Records from a dataset:
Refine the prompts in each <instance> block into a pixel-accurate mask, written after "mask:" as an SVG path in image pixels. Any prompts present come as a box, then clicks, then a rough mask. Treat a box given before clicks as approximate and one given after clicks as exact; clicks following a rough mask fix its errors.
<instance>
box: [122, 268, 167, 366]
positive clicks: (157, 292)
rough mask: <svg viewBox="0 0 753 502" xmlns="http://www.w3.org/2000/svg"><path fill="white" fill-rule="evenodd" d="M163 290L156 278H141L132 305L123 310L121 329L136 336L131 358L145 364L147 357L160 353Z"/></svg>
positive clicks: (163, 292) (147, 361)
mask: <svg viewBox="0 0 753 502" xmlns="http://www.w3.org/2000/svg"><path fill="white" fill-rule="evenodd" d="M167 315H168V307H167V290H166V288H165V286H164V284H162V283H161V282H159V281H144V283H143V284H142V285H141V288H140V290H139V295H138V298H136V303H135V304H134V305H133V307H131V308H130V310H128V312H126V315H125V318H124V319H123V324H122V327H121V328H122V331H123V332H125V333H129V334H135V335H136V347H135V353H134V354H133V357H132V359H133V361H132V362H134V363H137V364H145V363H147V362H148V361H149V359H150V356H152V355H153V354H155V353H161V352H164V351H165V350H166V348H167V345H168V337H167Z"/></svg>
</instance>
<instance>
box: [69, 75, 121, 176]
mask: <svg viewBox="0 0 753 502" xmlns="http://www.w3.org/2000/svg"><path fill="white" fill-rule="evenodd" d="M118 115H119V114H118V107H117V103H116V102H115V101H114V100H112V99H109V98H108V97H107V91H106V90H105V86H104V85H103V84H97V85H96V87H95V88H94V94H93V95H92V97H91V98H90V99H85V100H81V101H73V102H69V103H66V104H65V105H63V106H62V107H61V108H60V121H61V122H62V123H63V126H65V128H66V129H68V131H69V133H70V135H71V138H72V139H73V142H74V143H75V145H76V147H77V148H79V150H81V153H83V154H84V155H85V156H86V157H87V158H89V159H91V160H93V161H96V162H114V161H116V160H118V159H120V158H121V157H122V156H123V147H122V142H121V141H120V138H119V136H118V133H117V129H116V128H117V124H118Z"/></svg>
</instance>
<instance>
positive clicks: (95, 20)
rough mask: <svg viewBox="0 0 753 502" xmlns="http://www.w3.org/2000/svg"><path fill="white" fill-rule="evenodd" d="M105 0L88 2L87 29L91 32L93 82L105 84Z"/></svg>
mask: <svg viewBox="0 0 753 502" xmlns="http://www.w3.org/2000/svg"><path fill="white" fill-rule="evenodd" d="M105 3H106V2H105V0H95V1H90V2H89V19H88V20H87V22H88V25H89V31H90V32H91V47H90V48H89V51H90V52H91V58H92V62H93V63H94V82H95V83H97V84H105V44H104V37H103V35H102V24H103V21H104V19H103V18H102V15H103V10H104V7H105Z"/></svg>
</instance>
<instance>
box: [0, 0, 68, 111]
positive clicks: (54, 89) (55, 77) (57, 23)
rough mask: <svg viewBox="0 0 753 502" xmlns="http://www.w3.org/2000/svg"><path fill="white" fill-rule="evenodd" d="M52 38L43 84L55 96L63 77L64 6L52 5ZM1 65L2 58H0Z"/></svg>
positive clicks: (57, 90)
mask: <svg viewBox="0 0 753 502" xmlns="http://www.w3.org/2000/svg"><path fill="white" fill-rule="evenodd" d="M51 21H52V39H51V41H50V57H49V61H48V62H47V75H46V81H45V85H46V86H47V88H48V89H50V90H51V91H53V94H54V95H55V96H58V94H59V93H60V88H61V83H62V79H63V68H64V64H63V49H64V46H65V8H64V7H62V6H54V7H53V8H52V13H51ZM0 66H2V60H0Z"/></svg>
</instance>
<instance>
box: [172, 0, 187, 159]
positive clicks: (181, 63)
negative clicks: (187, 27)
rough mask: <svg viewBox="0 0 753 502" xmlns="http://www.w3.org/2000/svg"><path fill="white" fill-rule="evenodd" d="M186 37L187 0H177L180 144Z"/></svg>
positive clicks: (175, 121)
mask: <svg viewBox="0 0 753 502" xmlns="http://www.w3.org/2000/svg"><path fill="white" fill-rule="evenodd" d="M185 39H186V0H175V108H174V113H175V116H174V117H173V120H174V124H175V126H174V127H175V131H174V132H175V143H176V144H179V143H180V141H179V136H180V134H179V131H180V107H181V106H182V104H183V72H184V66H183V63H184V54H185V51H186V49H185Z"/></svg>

## What you need to do
Exactly as they stand above, write out the entries.

## Response
Refine the prompts in each <instance> block into a pixel-accurate mask, written after "mask:" as an SVG path in image pixels. Any prompts present come as a box, then clicks, then a rough mask. Treat a box given before clicks as approximate and one given after clicks as exact; clicks following a rough mask fix its errors.
<instance>
box: [122, 268, 167, 366]
positive clicks: (157, 292)
rough mask: <svg viewBox="0 0 753 502" xmlns="http://www.w3.org/2000/svg"><path fill="white" fill-rule="evenodd" d="M163 290L156 278H141L132 305L123 310L121 329L136 336L131 358L145 364L147 357L160 353Z"/></svg>
positive clicks: (163, 292) (147, 361)
mask: <svg viewBox="0 0 753 502" xmlns="http://www.w3.org/2000/svg"><path fill="white" fill-rule="evenodd" d="M167 315H168V307H167V290H166V288H165V286H164V284H162V283H161V282H159V281H144V283H143V284H142V285H141V288H140V290H139V295H138V298H136V303H135V304H134V305H133V307H131V308H130V310H128V312H126V315H125V318H124V319H123V324H122V327H121V328H122V331H123V332H125V333H129V334H135V335H136V347H135V353H134V354H133V357H132V359H133V361H132V362H134V363H137V364H145V363H147V362H148V361H149V359H150V356H152V355H153V354H155V353H161V352H164V351H165V350H166V348H167V345H168V337H167Z"/></svg>
</instance>
<instance>
box: [69, 75, 121, 176]
mask: <svg viewBox="0 0 753 502" xmlns="http://www.w3.org/2000/svg"><path fill="white" fill-rule="evenodd" d="M118 115H119V114H118V107H117V103H116V102H115V101H114V100H112V99H109V98H108V97H107V91H106V90H105V86H104V85H103V84H97V85H96V87H95V88H94V94H93V95H92V97H91V98H90V99H85V100H81V101H73V102H69V103H66V104H65V105H63V106H62V107H61V108H60V121H61V122H62V123H63V126H65V128H66V129H68V131H69V133H70V135H71V138H72V139H73V142H74V143H75V145H76V147H77V148H79V150H81V153H83V154H84V155H85V156H86V157H87V158H89V159H91V160H93V161H96V162H114V161H116V160H118V159H120V158H121V157H122V156H123V147H122V142H121V141H120V138H119V136H118V133H117V129H116V128H117V124H118Z"/></svg>
</instance>
<instance>
positive clicks: (95, 20)
rough mask: <svg viewBox="0 0 753 502" xmlns="http://www.w3.org/2000/svg"><path fill="white" fill-rule="evenodd" d="M105 0L88 2L87 29L91 32L93 82L105 84Z"/></svg>
mask: <svg viewBox="0 0 753 502" xmlns="http://www.w3.org/2000/svg"><path fill="white" fill-rule="evenodd" d="M105 3H106V2H105V0H95V1H90V2H89V19H88V20H87V22H88V25H89V31H90V32H91V47H90V48H89V51H90V52H91V58H92V62H93V63H94V82H95V83H97V84H105V44H104V37H103V35H102V24H103V21H104V19H103V18H102V15H103V10H104V7H105Z"/></svg>
</instance>
<instance>
box: [0, 0, 68, 111]
positive clicks: (54, 89) (55, 77) (57, 23)
rough mask: <svg viewBox="0 0 753 502" xmlns="http://www.w3.org/2000/svg"><path fill="white" fill-rule="evenodd" d="M52 38L43 84L55 96L63 77L64 6L52 5ZM1 65L2 58H0Z"/></svg>
positive clicks: (57, 90)
mask: <svg viewBox="0 0 753 502" xmlns="http://www.w3.org/2000/svg"><path fill="white" fill-rule="evenodd" d="M51 21H52V39H51V41H50V57H49V61H48V62H47V75H46V81H45V85H46V86H47V88H48V89H50V90H51V91H53V94H54V95H55V96H58V94H59V93H60V88H61V83H62V79H63V68H64V64H63V49H64V46H65V8H64V7H62V6H54V7H53V8H52V13H51ZM0 66H2V60H0Z"/></svg>
</instance>
<instance>
box: [172, 0, 187, 159]
positive clicks: (181, 63)
negative clicks: (187, 27)
rough mask: <svg viewBox="0 0 753 502" xmlns="http://www.w3.org/2000/svg"><path fill="white" fill-rule="evenodd" d="M186 37L187 0H177L180 144Z"/></svg>
positive clicks: (175, 121)
mask: <svg viewBox="0 0 753 502" xmlns="http://www.w3.org/2000/svg"><path fill="white" fill-rule="evenodd" d="M185 39H186V0H175V108H174V113H175V116H174V117H173V120H174V124H175V126H174V127H175V131H174V132H175V143H176V144H179V143H180V141H179V136H180V134H179V131H180V107H181V106H182V104H183V72H184V66H183V63H184V54H185V51H186V49H185Z"/></svg>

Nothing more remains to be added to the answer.